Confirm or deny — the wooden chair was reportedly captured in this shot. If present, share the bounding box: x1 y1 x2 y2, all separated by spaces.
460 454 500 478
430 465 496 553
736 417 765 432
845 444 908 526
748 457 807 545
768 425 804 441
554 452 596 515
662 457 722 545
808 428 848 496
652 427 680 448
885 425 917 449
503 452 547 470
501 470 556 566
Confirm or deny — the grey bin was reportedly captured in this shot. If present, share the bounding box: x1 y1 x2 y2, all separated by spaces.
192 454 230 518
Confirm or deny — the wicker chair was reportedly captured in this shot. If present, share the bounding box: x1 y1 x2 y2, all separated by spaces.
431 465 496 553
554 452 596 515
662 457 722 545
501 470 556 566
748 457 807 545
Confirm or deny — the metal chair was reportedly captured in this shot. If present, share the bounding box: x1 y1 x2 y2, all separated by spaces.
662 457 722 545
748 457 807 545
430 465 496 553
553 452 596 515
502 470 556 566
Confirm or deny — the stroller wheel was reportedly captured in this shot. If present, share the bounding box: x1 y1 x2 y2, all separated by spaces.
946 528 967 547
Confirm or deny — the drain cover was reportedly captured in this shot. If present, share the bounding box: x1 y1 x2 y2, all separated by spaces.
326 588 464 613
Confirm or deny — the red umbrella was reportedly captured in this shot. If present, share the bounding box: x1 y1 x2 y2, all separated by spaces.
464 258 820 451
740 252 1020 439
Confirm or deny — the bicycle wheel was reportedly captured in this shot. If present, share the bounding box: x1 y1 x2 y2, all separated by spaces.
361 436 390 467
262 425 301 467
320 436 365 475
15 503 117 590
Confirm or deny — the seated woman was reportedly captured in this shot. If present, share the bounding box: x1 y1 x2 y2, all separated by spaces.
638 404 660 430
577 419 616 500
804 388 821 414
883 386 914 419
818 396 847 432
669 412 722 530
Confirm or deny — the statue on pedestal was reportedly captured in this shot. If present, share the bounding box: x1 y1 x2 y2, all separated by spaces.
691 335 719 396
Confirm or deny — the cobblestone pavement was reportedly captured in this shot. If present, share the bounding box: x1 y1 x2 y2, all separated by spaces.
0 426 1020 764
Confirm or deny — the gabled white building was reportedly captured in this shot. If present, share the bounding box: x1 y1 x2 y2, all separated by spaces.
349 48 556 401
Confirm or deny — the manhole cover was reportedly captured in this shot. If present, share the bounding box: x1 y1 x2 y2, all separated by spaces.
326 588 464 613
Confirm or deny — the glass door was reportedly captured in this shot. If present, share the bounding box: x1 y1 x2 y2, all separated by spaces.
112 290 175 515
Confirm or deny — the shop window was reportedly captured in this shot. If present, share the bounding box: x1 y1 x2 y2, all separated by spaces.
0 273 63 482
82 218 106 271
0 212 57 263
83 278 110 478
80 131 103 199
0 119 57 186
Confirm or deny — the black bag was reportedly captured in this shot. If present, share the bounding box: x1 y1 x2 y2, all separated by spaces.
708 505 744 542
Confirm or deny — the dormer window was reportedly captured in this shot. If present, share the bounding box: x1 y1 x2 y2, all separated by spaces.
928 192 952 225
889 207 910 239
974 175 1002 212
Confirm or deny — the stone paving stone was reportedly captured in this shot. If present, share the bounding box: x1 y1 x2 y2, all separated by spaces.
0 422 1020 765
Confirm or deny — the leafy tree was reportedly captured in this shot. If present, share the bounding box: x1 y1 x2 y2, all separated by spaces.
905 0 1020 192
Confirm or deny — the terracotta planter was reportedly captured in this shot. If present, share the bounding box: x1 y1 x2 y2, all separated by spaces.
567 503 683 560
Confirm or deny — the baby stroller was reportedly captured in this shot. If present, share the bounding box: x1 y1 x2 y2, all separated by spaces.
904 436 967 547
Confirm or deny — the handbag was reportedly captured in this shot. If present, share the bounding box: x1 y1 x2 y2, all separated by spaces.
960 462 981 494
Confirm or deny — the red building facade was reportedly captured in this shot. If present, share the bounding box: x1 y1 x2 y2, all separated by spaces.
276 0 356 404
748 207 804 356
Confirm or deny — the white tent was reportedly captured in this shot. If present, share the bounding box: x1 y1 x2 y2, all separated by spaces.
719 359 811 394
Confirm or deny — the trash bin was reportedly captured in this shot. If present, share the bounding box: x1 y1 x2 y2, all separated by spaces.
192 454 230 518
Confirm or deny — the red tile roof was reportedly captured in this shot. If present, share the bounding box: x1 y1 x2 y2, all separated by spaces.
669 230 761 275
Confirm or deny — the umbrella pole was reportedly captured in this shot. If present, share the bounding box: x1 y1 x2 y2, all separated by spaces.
########
- [Task instructions]:
Render the material above as a JSON list of strings, one string per line and no entries for blank lines. Begin at the line that contains "Confirm or deny — the red building" and continue through the final line of the material.

- [Right answer]:
[
  "Confirm or deny — the red building facade was reportedly captured in this shot. If present, share the bounding box: x1 y1 x2 y2, all separated by spaces.",
  "276 0 356 404",
  "748 207 804 356",
  "Confirm or deny — the white tent was reportedly captured in this shot. If present, share the bounding box: x1 y1 x2 y2, all separated by spaces.",
  "719 359 811 394",
  "Confirm or deny — the trash bin was reportedly captured in this shot. If present, share the bounding box: x1 y1 x2 y2, all separated by spaces.",
  "192 454 230 518",
  "Confirm or deny — the red tile roof was reportedly captured in this shot. If present, share the bounding box: x1 y1 x2 y2, all separated by spaces.",
  "669 230 761 275",
  "Confirm or deny — the umbrella pole was reportedly captured in this shot. If present, share the bounding box: x1 y1 x2 y2, all separated by spaces."
]